Whichever lines of the material contain "wildflower", copy each of them.

*** Opening of SOURCE DATA ***

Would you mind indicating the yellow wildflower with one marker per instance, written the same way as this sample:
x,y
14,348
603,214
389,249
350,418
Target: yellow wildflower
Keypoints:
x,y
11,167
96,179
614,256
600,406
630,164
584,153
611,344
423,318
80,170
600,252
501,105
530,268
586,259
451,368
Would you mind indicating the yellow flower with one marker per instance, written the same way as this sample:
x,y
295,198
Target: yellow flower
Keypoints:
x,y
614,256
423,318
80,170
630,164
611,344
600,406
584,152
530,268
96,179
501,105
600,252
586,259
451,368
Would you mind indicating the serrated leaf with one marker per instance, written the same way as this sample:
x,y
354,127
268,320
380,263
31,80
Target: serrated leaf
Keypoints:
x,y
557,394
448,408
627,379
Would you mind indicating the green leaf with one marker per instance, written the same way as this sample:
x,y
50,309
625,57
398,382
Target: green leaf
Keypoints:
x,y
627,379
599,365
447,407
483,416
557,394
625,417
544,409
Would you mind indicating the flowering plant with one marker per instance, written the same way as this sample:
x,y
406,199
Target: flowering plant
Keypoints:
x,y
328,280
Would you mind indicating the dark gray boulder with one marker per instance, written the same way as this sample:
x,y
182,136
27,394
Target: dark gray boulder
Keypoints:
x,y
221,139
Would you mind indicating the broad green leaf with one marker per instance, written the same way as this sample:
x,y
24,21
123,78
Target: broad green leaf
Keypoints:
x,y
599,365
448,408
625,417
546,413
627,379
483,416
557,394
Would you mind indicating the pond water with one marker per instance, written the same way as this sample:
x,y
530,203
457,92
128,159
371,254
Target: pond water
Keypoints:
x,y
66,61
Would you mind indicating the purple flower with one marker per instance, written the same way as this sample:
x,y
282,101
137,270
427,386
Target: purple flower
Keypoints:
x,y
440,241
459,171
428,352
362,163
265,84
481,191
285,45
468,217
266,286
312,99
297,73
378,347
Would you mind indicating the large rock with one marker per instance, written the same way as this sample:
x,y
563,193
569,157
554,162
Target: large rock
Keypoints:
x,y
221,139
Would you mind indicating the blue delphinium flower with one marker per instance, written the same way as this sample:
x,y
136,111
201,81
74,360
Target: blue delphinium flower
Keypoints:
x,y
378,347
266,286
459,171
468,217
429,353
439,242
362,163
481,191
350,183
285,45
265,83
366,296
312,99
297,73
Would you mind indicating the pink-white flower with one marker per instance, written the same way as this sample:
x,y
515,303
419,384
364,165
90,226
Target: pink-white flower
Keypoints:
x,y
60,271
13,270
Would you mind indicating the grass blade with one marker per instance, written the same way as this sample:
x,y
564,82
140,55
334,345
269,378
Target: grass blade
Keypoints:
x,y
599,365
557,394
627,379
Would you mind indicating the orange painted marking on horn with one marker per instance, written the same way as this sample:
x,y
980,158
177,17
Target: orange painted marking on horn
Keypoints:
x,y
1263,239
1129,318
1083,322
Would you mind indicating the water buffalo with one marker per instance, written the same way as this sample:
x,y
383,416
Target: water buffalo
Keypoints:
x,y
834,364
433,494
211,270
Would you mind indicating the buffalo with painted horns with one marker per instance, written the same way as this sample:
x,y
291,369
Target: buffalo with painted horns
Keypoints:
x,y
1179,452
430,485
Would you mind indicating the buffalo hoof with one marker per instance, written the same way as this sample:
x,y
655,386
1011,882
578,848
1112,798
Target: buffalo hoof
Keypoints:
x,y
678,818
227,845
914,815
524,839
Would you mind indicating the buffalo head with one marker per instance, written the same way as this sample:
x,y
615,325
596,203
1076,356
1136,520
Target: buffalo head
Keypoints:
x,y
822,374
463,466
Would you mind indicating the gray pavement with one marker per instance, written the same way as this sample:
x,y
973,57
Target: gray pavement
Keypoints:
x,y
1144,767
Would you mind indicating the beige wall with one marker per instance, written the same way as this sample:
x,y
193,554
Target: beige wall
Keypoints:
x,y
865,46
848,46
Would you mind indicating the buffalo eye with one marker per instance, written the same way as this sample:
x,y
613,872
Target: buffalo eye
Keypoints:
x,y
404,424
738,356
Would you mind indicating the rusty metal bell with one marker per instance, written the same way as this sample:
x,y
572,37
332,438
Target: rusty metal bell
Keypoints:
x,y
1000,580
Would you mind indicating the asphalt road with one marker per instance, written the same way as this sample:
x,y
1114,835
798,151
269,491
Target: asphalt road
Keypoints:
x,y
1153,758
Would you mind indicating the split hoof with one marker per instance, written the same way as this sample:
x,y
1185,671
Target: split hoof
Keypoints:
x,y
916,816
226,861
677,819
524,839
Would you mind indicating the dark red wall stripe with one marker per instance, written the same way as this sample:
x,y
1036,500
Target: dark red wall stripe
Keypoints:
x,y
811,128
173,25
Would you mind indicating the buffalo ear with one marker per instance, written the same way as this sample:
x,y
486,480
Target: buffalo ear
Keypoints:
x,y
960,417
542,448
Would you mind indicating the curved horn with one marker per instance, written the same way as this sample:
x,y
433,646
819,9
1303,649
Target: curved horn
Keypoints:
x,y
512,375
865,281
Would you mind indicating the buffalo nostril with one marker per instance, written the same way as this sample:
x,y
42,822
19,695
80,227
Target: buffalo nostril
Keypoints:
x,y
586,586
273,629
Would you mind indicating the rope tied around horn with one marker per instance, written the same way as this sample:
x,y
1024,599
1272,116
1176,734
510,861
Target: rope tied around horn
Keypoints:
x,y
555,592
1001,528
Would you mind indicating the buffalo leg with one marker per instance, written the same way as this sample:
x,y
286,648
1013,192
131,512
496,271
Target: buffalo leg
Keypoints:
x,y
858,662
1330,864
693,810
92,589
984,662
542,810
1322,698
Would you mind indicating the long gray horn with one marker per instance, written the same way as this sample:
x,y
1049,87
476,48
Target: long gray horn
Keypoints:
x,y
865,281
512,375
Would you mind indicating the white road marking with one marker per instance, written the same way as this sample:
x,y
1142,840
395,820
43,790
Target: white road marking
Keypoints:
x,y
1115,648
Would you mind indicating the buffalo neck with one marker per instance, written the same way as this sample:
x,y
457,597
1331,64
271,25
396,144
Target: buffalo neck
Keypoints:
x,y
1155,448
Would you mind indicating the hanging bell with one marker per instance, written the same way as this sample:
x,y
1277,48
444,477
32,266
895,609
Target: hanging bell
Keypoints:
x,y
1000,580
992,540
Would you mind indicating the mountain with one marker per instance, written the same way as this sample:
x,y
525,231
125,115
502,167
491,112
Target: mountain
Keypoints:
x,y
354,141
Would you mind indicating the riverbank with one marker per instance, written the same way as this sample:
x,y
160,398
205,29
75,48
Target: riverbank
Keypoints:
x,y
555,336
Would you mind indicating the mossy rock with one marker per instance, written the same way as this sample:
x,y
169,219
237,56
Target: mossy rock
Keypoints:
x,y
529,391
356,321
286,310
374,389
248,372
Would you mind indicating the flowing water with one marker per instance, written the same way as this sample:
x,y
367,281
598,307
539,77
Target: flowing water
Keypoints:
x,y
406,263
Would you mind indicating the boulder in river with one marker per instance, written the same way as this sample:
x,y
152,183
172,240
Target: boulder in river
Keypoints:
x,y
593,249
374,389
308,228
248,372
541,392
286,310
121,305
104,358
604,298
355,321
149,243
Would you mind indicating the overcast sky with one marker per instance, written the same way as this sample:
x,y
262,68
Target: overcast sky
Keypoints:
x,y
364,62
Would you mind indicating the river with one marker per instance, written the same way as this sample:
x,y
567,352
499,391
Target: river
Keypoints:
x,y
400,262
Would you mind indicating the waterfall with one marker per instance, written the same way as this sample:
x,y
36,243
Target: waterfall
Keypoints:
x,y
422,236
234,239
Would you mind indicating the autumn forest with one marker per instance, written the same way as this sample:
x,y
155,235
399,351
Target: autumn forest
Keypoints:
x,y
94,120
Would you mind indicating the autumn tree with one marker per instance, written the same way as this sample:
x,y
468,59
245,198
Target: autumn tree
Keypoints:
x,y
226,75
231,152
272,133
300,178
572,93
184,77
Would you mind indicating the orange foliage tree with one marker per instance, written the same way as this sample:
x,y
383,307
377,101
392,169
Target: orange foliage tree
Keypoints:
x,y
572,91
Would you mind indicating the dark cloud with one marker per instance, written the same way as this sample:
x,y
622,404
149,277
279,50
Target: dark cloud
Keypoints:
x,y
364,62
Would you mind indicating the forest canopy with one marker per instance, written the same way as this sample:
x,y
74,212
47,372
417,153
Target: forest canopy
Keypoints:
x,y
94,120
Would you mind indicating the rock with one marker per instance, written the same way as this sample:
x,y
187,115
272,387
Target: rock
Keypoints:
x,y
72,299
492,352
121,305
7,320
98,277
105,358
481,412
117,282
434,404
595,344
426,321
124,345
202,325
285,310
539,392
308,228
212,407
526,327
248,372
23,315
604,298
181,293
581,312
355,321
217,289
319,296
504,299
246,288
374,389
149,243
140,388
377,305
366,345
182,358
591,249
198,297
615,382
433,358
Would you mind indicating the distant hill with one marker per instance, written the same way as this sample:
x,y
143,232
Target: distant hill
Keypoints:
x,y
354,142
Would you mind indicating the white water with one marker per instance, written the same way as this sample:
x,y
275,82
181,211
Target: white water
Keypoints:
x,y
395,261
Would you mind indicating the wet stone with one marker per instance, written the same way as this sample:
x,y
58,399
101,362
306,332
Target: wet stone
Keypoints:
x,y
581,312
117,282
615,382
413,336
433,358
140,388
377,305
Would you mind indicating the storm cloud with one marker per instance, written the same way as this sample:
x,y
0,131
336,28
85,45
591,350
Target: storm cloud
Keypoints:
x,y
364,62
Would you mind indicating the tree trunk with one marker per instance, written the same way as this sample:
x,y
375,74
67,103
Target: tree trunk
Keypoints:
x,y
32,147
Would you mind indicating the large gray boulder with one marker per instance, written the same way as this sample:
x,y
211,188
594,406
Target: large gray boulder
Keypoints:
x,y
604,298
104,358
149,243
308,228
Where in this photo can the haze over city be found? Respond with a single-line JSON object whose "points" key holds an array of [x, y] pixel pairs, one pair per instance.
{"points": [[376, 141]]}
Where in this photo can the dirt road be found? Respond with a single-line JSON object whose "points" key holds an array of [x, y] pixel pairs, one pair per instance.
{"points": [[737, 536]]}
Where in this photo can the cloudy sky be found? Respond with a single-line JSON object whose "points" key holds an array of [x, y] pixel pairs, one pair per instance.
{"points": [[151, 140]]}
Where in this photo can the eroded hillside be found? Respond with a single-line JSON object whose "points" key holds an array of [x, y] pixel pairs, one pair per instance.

*** Close of SOURCE DATA ***

FINISHED TASK –
Would you mind indicating the yellow wildflower with one marker per instance, written the same way as this sample:
Target: yellow wildflower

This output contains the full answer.